▶ _WORK INSTRUCTIONS_
Extract the full listing verbatim and drop any pictures from your copy.

[Source records]
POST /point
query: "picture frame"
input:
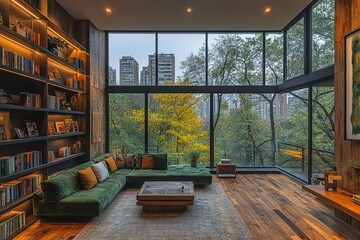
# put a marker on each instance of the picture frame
(20, 133)
(60, 127)
(352, 85)
(76, 126)
(32, 129)
(51, 128)
(69, 125)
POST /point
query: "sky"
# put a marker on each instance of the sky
(139, 46)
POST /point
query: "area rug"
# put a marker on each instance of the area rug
(212, 216)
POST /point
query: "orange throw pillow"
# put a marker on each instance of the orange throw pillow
(111, 164)
(147, 162)
(87, 178)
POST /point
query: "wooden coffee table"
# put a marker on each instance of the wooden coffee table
(166, 195)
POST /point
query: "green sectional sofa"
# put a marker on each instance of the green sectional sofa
(63, 195)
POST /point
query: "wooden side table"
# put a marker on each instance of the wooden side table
(225, 169)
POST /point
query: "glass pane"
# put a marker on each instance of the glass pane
(323, 129)
(126, 123)
(292, 133)
(235, 59)
(295, 50)
(274, 59)
(181, 58)
(323, 19)
(178, 124)
(243, 129)
(129, 57)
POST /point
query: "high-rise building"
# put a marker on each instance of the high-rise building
(166, 68)
(129, 71)
(144, 77)
(112, 76)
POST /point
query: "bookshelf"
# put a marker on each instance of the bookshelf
(43, 100)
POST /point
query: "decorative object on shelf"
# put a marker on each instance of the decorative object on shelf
(194, 156)
(20, 133)
(32, 129)
(51, 128)
(5, 121)
(64, 104)
(96, 128)
(60, 127)
(75, 126)
(69, 125)
(56, 73)
(330, 180)
(56, 44)
(352, 84)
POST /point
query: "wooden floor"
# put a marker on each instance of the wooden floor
(271, 205)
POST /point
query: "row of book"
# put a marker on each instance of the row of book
(356, 199)
(16, 61)
(53, 102)
(20, 162)
(29, 34)
(29, 100)
(13, 190)
(10, 223)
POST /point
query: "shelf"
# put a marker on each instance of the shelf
(66, 112)
(23, 74)
(65, 135)
(64, 159)
(24, 39)
(22, 108)
(58, 60)
(17, 202)
(22, 140)
(66, 87)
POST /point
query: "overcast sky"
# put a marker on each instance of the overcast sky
(139, 46)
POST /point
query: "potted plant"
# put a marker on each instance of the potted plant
(56, 44)
(194, 156)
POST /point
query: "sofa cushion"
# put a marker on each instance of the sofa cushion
(147, 162)
(100, 171)
(87, 178)
(63, 184)
(160, 162)
(112, 167)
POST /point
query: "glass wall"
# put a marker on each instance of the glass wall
(323, 19)
(126, 123)
(274, 64)
(235, 59)
(181, 58)
(242, 129)
(130, 58)
(179, 124)
(295, 50)
(292, 134)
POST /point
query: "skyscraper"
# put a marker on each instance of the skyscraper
(129, 71)
(112, 76)
(166, 68)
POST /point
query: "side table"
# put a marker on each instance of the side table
(225, 169)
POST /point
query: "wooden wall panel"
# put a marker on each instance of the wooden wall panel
(97, 84)
(346, 21)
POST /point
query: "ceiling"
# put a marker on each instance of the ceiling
(172, 15)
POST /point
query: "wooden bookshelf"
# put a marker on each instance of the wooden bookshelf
(26, 33)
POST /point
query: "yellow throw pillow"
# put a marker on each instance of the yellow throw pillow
(111, 164)
(87, 178)
(147, 162)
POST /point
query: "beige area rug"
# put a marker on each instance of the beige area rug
(213, 216)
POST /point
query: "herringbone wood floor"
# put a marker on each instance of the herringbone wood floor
(272, 206)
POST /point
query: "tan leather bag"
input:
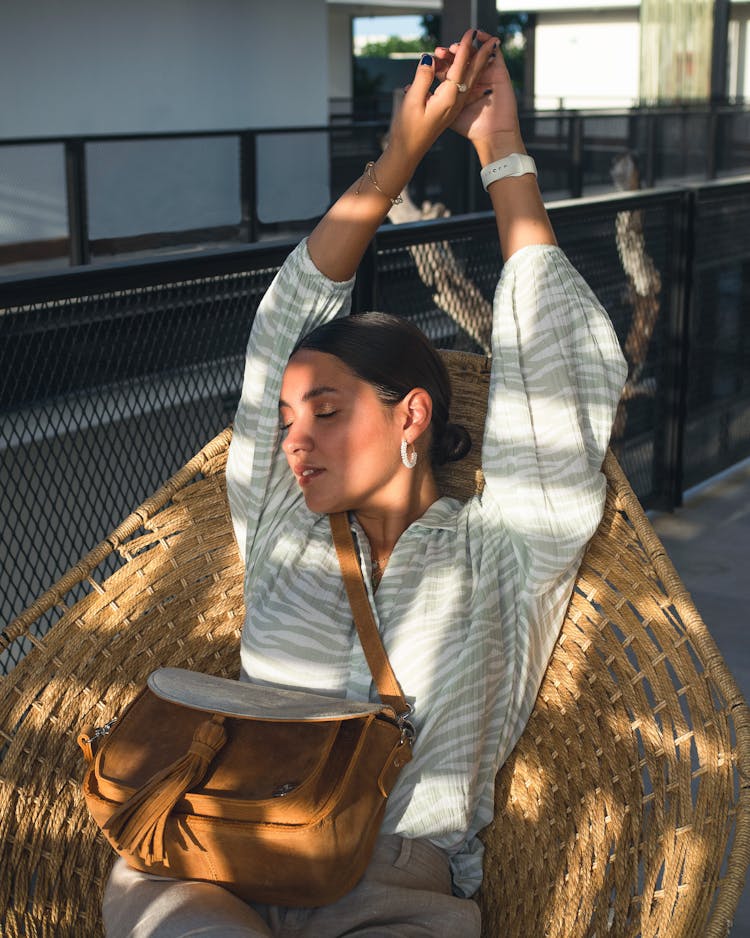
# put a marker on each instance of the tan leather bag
(276, 795)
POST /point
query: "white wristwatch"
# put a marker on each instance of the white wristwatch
(515, 164)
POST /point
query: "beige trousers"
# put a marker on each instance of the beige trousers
(405, 893)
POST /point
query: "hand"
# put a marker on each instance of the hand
(490, 119)
(423, 115)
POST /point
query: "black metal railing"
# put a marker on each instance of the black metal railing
(112, 377)
(80, 200)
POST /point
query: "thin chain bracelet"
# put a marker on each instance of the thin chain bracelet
(370, 173)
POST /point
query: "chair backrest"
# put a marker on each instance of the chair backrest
(616, 814)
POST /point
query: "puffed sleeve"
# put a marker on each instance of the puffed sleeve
(557, 376)
(299, 299)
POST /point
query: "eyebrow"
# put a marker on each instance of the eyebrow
(312, 393)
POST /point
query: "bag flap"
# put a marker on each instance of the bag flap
(259, 702)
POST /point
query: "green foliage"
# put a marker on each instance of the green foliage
(381, 50)
(365, 85)
(509, 25)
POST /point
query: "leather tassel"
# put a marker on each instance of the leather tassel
(137, 826)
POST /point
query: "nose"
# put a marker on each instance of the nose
(297, 439)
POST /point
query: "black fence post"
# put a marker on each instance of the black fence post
(575, 156)
(75, 187)
(248, 185)
(677, 348)
(712, 141)
(649, 176)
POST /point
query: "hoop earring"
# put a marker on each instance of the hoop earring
(409, 461)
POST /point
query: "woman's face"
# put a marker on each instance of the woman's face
(341, 442)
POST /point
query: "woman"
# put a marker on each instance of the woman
(469, 597)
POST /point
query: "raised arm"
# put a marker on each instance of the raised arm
(338, 242)
(490, 122)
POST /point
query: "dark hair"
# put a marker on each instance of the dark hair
(394, 356)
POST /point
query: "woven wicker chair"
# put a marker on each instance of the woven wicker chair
(622, 810)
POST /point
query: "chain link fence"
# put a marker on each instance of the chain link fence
(111, 378)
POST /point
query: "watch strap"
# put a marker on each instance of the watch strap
(515, 164)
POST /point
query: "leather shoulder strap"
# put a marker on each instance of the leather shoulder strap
(385, 680)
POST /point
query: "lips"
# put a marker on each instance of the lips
(307, 474)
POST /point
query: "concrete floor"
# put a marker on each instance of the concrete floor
(708, 540)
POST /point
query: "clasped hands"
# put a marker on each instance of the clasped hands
(485, 113)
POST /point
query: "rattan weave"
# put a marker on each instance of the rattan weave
(622, 811)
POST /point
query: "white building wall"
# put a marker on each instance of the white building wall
(106, 66)
(587, 59)
(739, 51)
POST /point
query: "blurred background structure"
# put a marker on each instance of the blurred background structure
(159, 160)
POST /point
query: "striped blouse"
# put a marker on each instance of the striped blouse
(474, 594)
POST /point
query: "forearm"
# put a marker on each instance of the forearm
(341, 237)
(516, 200)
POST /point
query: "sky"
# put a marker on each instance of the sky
(407, 27)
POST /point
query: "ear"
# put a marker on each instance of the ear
(416, 413)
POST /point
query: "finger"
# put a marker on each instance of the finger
(423, 77)
(487, 53)
(463, 53)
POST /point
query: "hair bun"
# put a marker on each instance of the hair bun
(453, 445)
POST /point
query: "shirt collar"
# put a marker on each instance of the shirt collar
(441, 515)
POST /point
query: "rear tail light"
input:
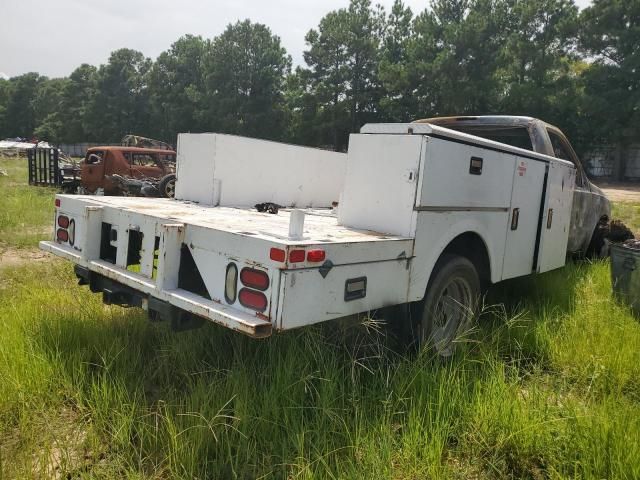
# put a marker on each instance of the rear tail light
(253, 300)
(315, 256)
(253, 278)
(277, 255)
(63, 221)
(62, 235)
(296, 256)
(231, 283)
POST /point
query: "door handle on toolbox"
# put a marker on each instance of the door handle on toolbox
(515, 216)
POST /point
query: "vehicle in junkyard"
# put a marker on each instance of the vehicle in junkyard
(415, 220)
(591, 210)
(118, 170)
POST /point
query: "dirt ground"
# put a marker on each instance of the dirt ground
(622, 192)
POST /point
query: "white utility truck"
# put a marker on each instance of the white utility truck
(414, 214)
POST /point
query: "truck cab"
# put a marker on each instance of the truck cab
(591, 208)
(102, 162)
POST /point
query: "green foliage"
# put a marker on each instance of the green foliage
(611, 34)
(246, 67)
(120, 104)
(342, 59)
(362, 64)
(177, 94)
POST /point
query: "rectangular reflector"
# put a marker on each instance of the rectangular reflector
(355, 288)
(296, 256)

▶ _WRITTEN SOLUTION_
POST /point
query: "picture frame"
input:
# put a marker on each instance of the picture frame
(20, 133)
(60, 127)
(352, 85)
(76, 126)
(32, 129)
(51, 128)
(69, 125)
POST /point
query: "sky"
# put a marker on each instance of the sky
(139, 46)
POST /point
query: "area rug"
# put a marker on each instance of the area rug
(212, 216)
POST /point
query: "orange throw pillow"
# put a marker on each instance of the orange throw pillow
(111, 164)
(147, 162)
(87, 178)
POST /point
query: "wooden coffee table"
# put a marker on each instance of the wooden coffee table
(166, 195)
POST /point
query: "green sectional sofa"
# put a marker on each instance of the green sectional sofa
(63, 195)
POST /point
query: "wooden side table"
# put a marker on each instance of the wooden side table
(225, 169)
POST /point
query: "glass pane"
# put a marker on each instance of the glass pane
(323, 129)
(126, 123)
(292, 133)
(235, 59)
(295, 50)
(274, 59)
(181, 58)
(323, 19)
(178, 124)
(243, 129)
(129, 57)
POST /point
query: "high-rise building"
# put a marker on each instance of the high-rise building
(166, 68)
(129, 71)
(144, 77)
(112, 76)
POST /point
query: "bookshelf"
# put a marker on each instance of the bookshelf
(43, 100)
POST /point
query: "decorative object on shelf"
# put a marker on each instance of the decorative object on shelf
(194, 156)
(20, 133)
(32, 129)
(51, 128)
(5, 121)
(64, 104)
(96, 128)
(60, 127)
(75, 126)
(69, 125)
(56, 73)
(330, 180)
(56, 44)
(352, 84)
POST /point
query: "wooden floor"
# put a marker on each instance of the wooden floor
(271, 205)
POST /point
query: "row of book"
# put a marker on each instance of the row of book
(356, 199)
(16, 61)
(53, 102)
(20, 162)
(29, 34)
(29, 100)
(13, 190)
(10, 223)
POST /point
query: "shelf"
# put a marker on each instance of the shelf
(66, 112)
(23, 74)
(65, 135)
(64, 159)
(24, 39)
(22, 108)
(58, 60)
(17, 202)
(22, 140)
(66, 87)
POST /point
query: "overcast sky"
# put a marker on each instance of the overcast sky
(139, 46)
POST /point
query: "potted plant"
# put a marker on each instance of the potted plant
(56, 44)
(194, 156)
POST /point
query: "sofa cushion"
# put a marker on each instance of the sofa cushion
(147, 162)
(100, 171)
(87, 178)
(63, 184)
(160, 162)
(112, 167)
POST /point
query: "glass wall"
# put a marker on each instance of the glass wall
(323, 19)
(126, 123)
(274, 64)
(235, 59)
(181, 58)
(242, 129)
(130, 58)
(179, 124)
(295, 50)
(292, 134)
POST /point
query: "skyscraper"
# put a marker on each instance of the skyscraper
(129, 71)
(112, 76)
(166, 68)
POST /point
query: "side table"
# put a marker on each instance of the side table
(225, 169)
POST /point
query: "wooden wall panel"
# put a marker on each instance of the wooden wall panel
(97, 84)
(346, 21)
POST /point
query: "ceiling"
# put a marker on each instance of the ceiling
(172, 15)
POST /point
query: "wooden bookshelf"
# put a marker on each instance of the wooden bookshelf
(26, 33)
POST /point
query: "yellow throw pillow"
# put a marker on each instance of the yellow throw pillow
(111, 164)
(87, 178)
(147, 162)
POST /point
query: "beige area rug"
# put a marker on each instance of the beige area rug
(213, 216)
POST /point
query: "herringbone wood floor"
# put a marker on each instance of the herringbone wood floor
(272, 206)
POST /point
query: "tan leather bag"
input:
# put a marker on each instance of the tan leather bag
(276, 795)
POST /point
query: "white wristwatch"
# put a marker on each instance of the white wristwatch
(515, 164)
POST /point
query: "beige trousers"
# put a marker on each instance of the beige trousers
(405, 893)
POST /point
query: "hand"
# put a marker on each instance of the hand
(490, 119)
(423, 115)
POST /point
query: "black metal railing"
# put a marker on each instance of the black metal railing
(112, 377)
(80, 200)
POST /point
query: "thin chain bracelet"
# put a marker on each instance of the thin chain bracelet
(370, 173)
POST /point
query: "chair backrest"
# put a marker on each instance of the chair backrest
(616, 814)
POST /point
query: "puffed sleeve"
# put a marker on each instance of the puffed sleeve
(557, 376)
(299, 299)
POST /point
query: "eyebrow"
# put a marker on each instance of the eyebrow
(312, 393)
POST /point
query: "bag flap"
# put a marker on each instance of the bag flap
(259, 702)
POST /point
query: "green foliage"
# put a marker on each instance of the green foliage
(381, 50)
(365, 85)
(509, 25)
POST /point
query: "leather tassel"
# put a marker on each instance of the leather tassel
(137, 826)
POST /point
query: "nose"
# put a marker on each instance of the nose
(297, 439)
POST /point
query: "black fence post"
# put a marker on each instance of the black fence post
(575, 156)
(75, 187)
(248, 185)
(677, 348)
(712, 141)
(649, 176)
POST /point
query: "hoop earring"
# put a marker on each instance of the hoop earring
(409, 461)
POST /point
query: "woman's face"
# put a marker on each instance of the woman's face
(341, 442)
POST /point
query: "woman"
# put a marker on each instance of the woman
(469, 597)
POST /point
query: "raised arm"
# put a marker on each instance of the raised arm
(338, 242)
(490, 122)
POST /point
query: "dark hair"
# put a marker on each instance of the dark hair
(394, 356)
POST /point
query: "woven wicker chair"
# put a marker on each instance of the woven wicker chair
(622, 810)
POST /point
query: "chain link fence"
# put a marker on each instance of the chain link fence
(111, 378)
POST /point
query: "watch strap"
# put a marker on each instance of the watch strap
(515, 164)
POST /point
query: "leather shoulder strap"
# put a marker on each instance of the leather shoulder strap
(385, 680)
POST /point
query: "lips"
# put a marker on each instance of the lips
(307, 474)
POST /point
query: "concrete floor"
# put a marker on each instance of the concrete floor
(708, 540)
POST /point
query: "clasped hands"
# put a marker on each instance of the clasped hands
(485, 113)
POST /point
query: "rattan weave"
# put a marker on each instance of the rattan weave
(622, 811)
POST /point
query: "white building wall"
# put a marker on each instance of the white building wall
(106, 66)
(587, 59)
(739, 51)
POST /point
query: "blurred background structure"
# put a marker on each instance of the blurred background structure
(159, 160)
POST /point
query: "striped blouse"
# put a marker on each instance of the striped blouse
(474, 594)
POST /point
query: "forearm"
# put a marker on each instance of the forearm
(341, 237)
(516, 200)
POST /point
query: "sky"
# put a marker on each instance of the sky
(407, 27)
POST /point
query: "ear"
# put a marker on each instance of the ear
(416, 413)
POST /point
query: "finger"
# put a marker on each instance of the finger
(423, 77)
(487, 53)
(463, 53)
POST /point
query: "hair bun"
# put a marker on each instance of the hair bun
(453, 445)
POST /point
query: "shirt collar"
# put a marker on each instance of the shirt collar
(441, 515)
POST /point
query: "rear tail light"
input:
# put a marker on each instance of the rear tail light
(253, 300)
(315, 256)
(253, 278)
(277, 255)
(63, 221)
(62, 235)
(296, 256)
(231, 283)
POST /point
query: "door handle on toolbox"
# put a marker on each instance of the door handle on toolbox
(515, 216)
POST /point
query: "vehicle in junkyard"
# put a marker on each instance of the vehicle in junkyard
(415, 220)
(591, 210)
(118, 170)
POST /point
query: "dirt ground"
# put a marker on each instance of the dirt ground
(622, 192)
POST /point
query: "white utility truck"
# put a marker on each instance of the white utility truck
(414, 214)
POST /point
query: "truck cab"
# put a marker on each instance of the truck cab
(591, 208)
(102, 162)
POST /point
query: "green foliage"
# put a marker on each instance of the green foliage
(611, 34)
(246, 67)
(120, 104)
(342, 59)
(362, 64)
(177, 94)
POST /point
query: "rectangular reflector"
# put a marker on each instance of the rectangular reflector
(355, 288)
(296, 256)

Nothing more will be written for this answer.